Up to and including the line that contains "like [(516, 66)].", return every line from the start of the data, unchanged.

[[ LISTED ENTRIES open ]]

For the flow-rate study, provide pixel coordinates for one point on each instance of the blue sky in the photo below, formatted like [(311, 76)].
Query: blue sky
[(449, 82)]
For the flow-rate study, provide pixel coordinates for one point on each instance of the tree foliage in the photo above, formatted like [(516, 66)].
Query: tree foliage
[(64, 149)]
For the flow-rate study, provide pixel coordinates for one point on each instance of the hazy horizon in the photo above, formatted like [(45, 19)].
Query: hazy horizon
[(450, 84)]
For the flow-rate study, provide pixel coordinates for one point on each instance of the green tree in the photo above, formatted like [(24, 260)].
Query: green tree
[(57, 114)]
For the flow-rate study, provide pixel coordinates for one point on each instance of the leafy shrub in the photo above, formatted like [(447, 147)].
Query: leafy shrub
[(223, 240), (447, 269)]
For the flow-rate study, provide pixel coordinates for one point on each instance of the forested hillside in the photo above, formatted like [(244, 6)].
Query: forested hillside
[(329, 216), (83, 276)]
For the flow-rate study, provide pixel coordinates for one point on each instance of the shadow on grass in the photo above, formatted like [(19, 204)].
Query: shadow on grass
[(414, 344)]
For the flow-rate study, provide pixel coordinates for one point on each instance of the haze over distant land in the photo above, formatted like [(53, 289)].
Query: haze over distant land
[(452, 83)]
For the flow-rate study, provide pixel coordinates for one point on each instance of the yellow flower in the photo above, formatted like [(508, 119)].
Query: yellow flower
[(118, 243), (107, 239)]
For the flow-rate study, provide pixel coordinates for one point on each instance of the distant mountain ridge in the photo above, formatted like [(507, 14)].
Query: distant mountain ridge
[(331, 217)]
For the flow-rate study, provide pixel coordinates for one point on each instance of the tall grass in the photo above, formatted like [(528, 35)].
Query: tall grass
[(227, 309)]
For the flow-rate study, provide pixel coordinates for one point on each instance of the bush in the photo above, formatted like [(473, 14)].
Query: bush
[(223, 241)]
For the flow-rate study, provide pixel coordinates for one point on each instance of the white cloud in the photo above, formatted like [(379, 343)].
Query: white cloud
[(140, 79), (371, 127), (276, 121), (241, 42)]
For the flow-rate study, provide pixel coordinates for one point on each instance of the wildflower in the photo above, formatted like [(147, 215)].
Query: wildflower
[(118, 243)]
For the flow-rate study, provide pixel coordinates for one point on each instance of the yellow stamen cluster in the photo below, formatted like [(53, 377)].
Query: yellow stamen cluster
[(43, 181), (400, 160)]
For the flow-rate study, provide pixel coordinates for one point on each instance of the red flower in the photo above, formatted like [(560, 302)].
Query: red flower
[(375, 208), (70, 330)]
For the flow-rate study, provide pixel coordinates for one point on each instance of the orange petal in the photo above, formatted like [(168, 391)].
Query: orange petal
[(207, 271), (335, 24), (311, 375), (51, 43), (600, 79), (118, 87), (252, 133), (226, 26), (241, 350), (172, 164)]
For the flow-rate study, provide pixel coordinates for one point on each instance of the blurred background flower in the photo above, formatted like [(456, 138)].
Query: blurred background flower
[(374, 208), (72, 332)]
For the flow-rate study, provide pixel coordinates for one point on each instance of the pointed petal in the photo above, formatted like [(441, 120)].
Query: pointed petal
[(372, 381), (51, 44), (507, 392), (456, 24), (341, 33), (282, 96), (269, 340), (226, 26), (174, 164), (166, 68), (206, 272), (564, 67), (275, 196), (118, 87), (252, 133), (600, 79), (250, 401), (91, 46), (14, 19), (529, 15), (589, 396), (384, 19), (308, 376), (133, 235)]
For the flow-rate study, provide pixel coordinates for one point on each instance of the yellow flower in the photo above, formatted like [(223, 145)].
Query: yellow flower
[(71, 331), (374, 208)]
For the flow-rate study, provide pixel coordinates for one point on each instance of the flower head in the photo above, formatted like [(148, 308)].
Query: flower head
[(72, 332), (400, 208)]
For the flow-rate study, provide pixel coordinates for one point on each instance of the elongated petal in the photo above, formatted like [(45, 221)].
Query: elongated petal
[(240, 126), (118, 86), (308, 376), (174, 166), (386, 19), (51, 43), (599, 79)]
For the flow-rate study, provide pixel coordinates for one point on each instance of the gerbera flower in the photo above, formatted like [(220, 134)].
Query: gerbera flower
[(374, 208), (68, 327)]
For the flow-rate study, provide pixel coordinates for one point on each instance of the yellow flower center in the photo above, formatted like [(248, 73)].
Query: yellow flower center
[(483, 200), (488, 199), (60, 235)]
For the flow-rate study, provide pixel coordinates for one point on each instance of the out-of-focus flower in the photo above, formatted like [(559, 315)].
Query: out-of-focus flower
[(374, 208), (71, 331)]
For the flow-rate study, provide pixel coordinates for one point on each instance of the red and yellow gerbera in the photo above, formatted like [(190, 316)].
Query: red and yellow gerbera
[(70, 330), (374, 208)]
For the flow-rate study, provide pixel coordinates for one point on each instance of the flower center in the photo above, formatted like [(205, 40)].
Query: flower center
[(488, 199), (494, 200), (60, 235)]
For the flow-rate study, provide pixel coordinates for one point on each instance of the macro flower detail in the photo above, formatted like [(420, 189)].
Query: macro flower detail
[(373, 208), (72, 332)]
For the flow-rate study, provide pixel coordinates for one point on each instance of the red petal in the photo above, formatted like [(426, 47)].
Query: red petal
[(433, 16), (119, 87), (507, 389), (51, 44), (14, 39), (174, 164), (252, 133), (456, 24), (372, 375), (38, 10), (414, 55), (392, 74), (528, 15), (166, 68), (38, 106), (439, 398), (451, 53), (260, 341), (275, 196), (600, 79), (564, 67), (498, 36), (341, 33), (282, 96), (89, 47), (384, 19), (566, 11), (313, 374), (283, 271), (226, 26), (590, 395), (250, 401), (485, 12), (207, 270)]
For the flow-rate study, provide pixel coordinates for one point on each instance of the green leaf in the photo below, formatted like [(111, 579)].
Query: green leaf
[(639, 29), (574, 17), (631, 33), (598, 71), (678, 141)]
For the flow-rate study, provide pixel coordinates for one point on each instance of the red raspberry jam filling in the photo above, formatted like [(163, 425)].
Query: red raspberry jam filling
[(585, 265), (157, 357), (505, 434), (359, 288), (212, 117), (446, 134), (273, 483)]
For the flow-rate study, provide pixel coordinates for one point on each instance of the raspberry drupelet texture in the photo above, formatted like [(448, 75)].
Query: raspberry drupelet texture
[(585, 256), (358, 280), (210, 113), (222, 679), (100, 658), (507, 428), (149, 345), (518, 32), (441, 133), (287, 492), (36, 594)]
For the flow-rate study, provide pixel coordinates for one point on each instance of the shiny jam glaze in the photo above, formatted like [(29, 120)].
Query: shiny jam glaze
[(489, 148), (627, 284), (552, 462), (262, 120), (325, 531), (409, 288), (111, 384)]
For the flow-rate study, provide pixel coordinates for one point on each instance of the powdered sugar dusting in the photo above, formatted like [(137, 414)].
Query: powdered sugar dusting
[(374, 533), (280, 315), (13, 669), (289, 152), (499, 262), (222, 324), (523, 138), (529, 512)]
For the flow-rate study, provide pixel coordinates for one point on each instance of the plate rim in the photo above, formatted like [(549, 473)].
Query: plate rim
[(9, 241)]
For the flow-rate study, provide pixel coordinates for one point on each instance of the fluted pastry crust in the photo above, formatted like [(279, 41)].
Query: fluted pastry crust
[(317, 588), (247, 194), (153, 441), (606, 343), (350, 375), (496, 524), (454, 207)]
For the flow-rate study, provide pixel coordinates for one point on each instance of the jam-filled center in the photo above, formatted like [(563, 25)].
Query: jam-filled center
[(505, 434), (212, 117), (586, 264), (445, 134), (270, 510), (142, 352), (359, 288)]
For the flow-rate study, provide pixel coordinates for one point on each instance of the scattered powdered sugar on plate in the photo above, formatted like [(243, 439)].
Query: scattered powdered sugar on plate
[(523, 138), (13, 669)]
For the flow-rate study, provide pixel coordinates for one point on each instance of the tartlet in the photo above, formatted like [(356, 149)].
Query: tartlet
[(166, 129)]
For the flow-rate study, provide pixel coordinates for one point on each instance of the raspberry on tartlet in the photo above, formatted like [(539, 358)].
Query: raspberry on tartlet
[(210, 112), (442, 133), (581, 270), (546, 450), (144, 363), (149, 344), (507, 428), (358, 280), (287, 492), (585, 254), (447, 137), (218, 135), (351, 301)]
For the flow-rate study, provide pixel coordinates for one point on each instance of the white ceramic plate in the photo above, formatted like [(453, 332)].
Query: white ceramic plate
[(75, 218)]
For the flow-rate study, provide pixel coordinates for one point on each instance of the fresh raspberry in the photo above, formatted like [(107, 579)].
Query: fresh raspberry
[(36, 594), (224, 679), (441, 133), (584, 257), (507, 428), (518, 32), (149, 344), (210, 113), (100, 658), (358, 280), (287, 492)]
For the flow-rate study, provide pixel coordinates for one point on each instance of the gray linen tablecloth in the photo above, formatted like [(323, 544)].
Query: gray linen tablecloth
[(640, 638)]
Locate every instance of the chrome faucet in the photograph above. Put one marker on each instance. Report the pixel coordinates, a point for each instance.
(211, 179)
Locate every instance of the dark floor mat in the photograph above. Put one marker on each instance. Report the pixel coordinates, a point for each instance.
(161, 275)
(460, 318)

[[ LISTED ENTRIES closed ]]

YOUR RESPONSE:
For the flow-rate study, provide pixel coordinates for one point on each instance of the blue sky in the photo below, formatted like [(311, 76)].
Query: blue sky
[(449, 82)]
For the flow-rate study, provide pixel coordinates for one point on each instance of the tree foliage in the photo above, formatted like [(516, 66)].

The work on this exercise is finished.